O que acontecia nos mercados de grãos não era resultado de “especulação” no sentido tradicional de comprar barato para vender caro. Hoje, juntamente com o índice cumulativo, o indice GSCI da Standard & Poor's provê 219 diferentes índices, de tal forma que os investidores possam clicar no sistema Bloomberg e apostar em qualquer coisa, do paládio ao óleo de soja, de biocombustíveis a rações para gado. Mas o boom de novas oportunidades especulativas nos mercados globais de grãos, óleo comestível e carne criaram um círculo vicioso. Quanto mais sobe o preço das commodities de alimentos, mais dinheiro é injectado no sector, e mais os preços sobem. De fato, de 2003 a 2008, o volume da especulação de fundos indexados aumentou em 1.900 por cento. “O que nós estamos a viver é um choque de procura proveniente de uma nova categoria de participantes nos mercados de futuros de commodities,” testemunhou o gerente de fundos hedge Michael Masters no Congresso americano durante a crise alimentar de 2008.

O resultado do empreendimento de Wall Street em grãos, comida e gado foi o choque no sistema global de produção e fornecimento de alimentos. O fornecimento mundial de alimento, agora, não tem apenas que lutar com ofertas reduzidas e aumento de procuras, mas também com a tendência de alta artificial dos preços de grãos futuros inventada pelos bancos de investimento. O resultado: o preço de um trigo imaginário sobrepõe-se ao do trigo real, enquanto os especuladores (tradicionalmente, um quinto do mercado) agora ultrapassam os hedgers “bona-fide” na proporção de quatro para um.

Trechos de dados:
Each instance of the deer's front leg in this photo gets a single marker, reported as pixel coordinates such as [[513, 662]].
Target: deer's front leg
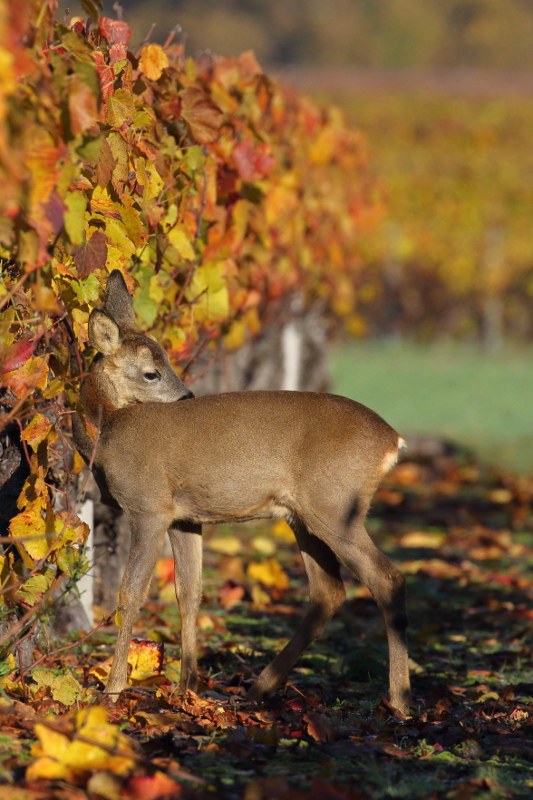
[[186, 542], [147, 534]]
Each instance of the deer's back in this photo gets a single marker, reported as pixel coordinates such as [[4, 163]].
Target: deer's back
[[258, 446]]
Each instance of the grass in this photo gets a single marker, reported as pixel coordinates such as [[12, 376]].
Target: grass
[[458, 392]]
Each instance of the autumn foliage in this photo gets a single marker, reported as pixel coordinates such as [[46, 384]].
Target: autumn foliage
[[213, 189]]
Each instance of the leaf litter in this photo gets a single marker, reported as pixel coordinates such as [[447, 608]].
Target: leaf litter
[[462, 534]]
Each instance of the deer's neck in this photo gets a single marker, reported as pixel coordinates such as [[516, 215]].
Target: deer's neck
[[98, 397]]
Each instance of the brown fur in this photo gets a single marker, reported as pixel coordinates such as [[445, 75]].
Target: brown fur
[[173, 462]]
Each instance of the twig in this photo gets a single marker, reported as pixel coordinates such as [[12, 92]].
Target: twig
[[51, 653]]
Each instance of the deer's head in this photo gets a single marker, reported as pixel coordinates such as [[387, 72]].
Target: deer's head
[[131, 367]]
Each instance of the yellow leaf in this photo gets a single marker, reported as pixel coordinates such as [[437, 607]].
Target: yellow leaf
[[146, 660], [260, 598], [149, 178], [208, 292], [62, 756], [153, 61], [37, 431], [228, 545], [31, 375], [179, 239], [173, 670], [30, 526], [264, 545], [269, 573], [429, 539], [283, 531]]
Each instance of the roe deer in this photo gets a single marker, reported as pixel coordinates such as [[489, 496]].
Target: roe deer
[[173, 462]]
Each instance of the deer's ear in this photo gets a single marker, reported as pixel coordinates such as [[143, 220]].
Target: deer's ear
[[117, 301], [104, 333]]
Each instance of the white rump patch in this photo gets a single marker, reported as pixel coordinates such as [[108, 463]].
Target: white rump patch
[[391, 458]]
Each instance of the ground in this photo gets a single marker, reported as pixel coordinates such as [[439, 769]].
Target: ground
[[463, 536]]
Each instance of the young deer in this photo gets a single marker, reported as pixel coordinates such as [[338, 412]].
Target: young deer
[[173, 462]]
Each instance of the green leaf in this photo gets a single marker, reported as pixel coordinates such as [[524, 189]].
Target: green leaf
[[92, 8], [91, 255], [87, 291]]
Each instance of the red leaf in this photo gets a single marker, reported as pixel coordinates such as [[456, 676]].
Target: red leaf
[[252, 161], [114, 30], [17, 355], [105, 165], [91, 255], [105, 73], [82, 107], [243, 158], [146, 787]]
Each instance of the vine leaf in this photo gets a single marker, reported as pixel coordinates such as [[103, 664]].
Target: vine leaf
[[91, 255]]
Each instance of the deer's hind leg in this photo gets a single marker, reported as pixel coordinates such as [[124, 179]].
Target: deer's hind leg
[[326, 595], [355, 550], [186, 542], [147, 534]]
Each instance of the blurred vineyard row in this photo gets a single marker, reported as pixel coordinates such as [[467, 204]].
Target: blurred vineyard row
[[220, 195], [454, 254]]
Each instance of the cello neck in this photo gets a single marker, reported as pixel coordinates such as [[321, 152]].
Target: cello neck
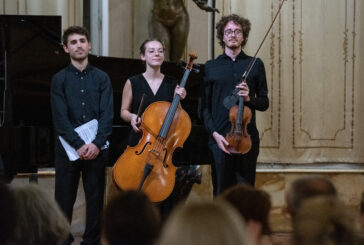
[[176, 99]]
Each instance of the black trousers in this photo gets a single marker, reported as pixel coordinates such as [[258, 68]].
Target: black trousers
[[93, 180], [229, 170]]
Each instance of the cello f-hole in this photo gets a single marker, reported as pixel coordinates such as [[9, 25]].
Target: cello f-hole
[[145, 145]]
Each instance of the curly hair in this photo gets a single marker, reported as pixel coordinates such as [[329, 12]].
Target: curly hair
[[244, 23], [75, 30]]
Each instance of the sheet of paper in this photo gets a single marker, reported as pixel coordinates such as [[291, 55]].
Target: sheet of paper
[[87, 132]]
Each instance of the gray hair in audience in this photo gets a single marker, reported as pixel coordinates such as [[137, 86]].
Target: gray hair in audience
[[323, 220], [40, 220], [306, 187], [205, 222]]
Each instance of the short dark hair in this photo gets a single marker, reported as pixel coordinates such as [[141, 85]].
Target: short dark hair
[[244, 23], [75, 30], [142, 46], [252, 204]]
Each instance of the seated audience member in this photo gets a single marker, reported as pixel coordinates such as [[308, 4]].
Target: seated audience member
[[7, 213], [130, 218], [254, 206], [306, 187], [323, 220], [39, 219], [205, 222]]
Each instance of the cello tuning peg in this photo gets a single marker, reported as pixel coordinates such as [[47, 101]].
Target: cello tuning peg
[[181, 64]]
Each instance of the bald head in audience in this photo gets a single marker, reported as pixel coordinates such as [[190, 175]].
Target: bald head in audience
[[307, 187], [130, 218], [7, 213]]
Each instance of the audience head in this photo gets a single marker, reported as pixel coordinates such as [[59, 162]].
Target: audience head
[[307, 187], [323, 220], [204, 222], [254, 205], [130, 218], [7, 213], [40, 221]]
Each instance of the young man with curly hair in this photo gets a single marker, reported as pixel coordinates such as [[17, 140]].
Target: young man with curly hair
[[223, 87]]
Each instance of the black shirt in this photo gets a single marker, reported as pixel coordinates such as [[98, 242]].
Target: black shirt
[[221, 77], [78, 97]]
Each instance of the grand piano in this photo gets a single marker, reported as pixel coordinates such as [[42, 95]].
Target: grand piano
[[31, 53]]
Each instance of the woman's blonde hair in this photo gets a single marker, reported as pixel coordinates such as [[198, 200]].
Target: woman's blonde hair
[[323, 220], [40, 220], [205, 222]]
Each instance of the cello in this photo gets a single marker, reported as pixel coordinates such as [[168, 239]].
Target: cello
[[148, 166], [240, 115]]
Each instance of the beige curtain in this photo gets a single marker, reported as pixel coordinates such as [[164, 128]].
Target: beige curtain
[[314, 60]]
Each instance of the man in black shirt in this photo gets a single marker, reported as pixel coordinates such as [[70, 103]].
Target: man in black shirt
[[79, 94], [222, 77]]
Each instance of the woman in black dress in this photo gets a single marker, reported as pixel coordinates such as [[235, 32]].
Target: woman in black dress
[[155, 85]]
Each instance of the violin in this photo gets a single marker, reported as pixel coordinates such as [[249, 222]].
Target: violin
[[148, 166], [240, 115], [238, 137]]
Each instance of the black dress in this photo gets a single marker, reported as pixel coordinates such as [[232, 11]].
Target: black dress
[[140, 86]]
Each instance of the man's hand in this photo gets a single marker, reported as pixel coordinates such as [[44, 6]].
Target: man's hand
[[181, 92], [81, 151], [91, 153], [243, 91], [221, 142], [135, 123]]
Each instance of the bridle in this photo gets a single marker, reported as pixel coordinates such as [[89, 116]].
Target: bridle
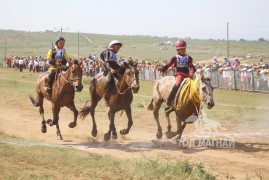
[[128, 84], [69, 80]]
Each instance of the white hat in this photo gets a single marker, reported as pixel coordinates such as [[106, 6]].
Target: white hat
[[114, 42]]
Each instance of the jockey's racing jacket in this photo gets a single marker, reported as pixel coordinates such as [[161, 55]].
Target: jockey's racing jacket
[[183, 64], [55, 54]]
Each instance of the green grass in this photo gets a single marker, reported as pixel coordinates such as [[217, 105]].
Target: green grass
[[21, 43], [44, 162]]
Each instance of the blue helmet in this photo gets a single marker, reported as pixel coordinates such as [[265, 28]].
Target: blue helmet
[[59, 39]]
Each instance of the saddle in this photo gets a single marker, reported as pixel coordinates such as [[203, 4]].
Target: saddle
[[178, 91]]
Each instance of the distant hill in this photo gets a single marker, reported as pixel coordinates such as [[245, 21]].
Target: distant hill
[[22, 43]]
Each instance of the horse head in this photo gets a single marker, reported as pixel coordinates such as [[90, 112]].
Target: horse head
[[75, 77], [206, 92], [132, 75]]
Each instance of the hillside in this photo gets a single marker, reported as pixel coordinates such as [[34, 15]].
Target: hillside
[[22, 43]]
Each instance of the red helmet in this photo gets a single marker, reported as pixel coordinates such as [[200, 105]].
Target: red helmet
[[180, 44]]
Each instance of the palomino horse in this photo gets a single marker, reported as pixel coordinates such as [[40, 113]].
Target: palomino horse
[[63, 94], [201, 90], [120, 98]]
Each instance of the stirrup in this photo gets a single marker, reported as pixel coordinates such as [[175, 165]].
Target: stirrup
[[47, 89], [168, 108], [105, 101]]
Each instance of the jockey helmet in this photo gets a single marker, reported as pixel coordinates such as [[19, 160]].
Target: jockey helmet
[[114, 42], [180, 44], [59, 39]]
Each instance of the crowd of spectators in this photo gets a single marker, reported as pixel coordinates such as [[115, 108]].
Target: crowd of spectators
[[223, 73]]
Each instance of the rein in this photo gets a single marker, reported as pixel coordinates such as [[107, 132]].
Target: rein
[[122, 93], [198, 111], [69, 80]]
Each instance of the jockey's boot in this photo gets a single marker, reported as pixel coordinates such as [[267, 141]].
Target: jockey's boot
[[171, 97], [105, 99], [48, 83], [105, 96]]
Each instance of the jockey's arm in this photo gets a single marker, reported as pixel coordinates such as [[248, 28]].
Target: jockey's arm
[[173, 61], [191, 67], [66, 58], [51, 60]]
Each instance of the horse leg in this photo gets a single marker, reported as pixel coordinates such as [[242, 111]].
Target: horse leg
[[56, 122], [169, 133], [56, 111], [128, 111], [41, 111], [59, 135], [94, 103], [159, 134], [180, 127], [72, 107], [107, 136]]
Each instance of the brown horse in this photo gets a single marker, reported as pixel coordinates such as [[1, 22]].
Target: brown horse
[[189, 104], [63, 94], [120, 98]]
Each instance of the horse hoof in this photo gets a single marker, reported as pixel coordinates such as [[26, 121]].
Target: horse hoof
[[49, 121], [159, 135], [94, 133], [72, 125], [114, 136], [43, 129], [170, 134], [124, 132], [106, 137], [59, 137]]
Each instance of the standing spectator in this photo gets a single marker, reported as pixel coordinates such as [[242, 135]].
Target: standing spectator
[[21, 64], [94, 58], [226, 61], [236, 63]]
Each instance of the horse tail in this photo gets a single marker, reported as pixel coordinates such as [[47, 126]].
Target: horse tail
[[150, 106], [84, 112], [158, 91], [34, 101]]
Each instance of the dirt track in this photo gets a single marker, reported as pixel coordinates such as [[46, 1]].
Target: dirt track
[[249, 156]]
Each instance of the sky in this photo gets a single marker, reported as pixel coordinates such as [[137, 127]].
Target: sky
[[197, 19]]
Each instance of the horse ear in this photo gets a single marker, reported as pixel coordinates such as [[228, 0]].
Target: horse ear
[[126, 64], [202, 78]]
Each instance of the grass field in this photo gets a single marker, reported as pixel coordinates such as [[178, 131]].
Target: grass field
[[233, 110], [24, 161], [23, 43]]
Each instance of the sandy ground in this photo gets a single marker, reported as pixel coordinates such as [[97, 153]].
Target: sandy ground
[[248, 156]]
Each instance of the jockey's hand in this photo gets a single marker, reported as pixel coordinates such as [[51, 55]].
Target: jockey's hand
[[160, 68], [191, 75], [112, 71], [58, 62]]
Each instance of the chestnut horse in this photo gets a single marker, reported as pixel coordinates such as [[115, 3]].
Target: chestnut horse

Exercícios propostos:
- A) De acordo com o texto de estudo, por que o boom de novas oportunidades especulativas nos mercados de alimentos criou um círculo vicioso? Responda em uma a três frases.
- B) Traduza para o inglês esta frase do texto de estudo: "Quanto mais sobe o preço das commodities de alimentos, mais dinheiro é injectado no sector, e mais os preços sobem."
- C) Transcreva um trecho do texto de estudo: comece nas palavras "O resultado do" e pare depois de "quatro para um.".
Esse material é independente e não tem ligação com o texto de estudo.

Gabarito:
- A) Porque quanto mais sobe o preço das commodities de alimentos, mais dinheiro é injetado no setor. Esse dinheiro faz os preços subirem ainda mais.

- B) The more the price of food commodities rises, the more money is poured into the sector, and the more prices rise.

- C)
O resultado do empreendimento de Wall Street em grãos, comida e gado foi o choque no sistema global de produção e fornecimento de alimentos. O fornecimento mundial de alimento, agora, não tem apenas que lutar com ofertas reduzidas e aumento de procuras, mas também com a tendência de alta artificial dos preços de grãos futuros inventada pelos bancos de investimento. O resultado: o preço de um trigo imaginário sobrepõe-se ao do trigo real, enquanto os especuladores (tradicionalmente, um quinto do mercado) agora ultrapassam os hedgers “bona-fide” na proporção de quatro para um.